PROBLEM STATEMENT:
In the material below, give the lines starting at the line containing "where the piece" and ending at the line containing "(841, 677), (898, 693)" as a Markdown table, with blank lines left out. Use two columns, Number and Entry, for a running row number and the line itself.

THE DATA:
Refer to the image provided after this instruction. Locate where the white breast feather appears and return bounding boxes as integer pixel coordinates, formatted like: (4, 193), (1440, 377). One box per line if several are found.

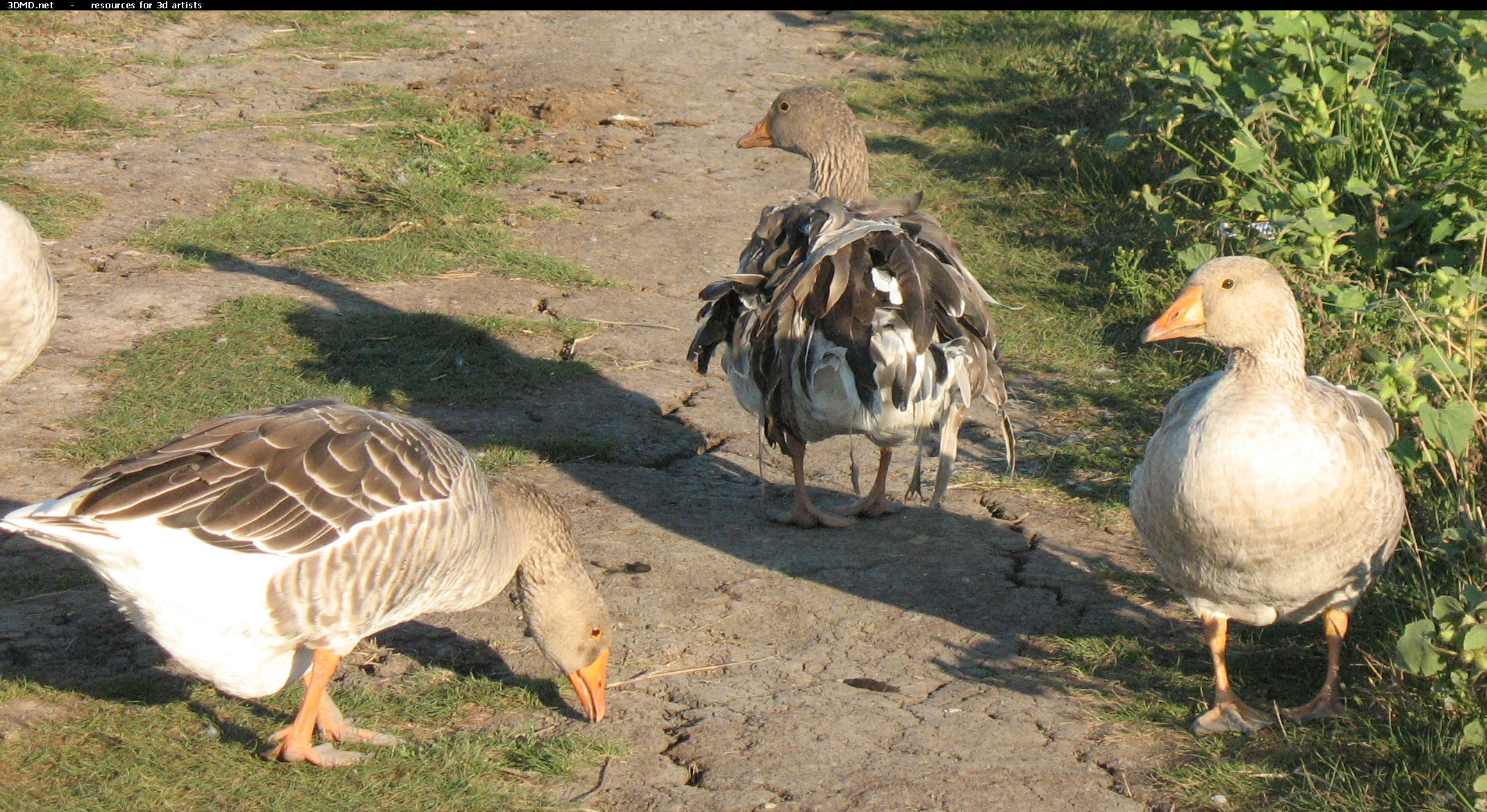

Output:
...
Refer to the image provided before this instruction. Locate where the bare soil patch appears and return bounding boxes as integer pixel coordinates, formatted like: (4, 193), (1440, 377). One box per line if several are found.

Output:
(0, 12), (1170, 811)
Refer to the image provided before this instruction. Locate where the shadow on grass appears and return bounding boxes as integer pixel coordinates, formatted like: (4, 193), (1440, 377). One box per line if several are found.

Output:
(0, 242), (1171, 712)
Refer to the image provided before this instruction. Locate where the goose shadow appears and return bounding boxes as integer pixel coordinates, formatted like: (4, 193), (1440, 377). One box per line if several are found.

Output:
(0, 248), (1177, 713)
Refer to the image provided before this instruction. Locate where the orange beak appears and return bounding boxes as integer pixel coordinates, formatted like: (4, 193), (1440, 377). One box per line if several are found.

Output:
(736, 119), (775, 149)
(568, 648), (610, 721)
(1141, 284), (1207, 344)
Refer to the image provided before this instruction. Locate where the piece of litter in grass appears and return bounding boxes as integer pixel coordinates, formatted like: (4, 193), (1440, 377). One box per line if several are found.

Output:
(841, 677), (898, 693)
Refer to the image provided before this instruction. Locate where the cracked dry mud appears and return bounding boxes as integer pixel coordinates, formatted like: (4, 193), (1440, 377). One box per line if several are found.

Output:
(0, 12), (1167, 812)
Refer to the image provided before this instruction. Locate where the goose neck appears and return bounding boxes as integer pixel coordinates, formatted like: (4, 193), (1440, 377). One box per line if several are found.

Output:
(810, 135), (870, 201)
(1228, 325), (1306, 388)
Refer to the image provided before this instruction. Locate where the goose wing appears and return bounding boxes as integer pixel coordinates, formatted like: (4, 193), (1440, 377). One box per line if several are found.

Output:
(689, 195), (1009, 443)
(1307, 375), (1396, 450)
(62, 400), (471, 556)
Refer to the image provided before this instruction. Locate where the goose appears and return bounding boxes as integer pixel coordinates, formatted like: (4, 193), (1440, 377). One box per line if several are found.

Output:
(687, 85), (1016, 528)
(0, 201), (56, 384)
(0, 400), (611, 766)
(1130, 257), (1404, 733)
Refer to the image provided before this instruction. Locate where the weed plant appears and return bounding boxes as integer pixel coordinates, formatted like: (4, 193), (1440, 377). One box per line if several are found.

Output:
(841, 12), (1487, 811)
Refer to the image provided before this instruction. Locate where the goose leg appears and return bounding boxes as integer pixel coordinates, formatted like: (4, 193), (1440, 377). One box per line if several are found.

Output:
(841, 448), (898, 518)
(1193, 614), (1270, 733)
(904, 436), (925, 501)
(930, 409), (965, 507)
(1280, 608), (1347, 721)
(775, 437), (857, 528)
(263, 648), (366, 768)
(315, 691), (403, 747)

WRITTEN RESPONSE:
| Number | Entry |
|---|---|
| 1 | Refer to the image provided before this instruction. Locate where the piece of litter in grass appears and return bounding boxes as integer pixel coordinates, formatted like: (4, 193), (1440, 377). One box per line if several are found. |
| 2 | Output: |
| 3 | (841, 677), (898, 693) |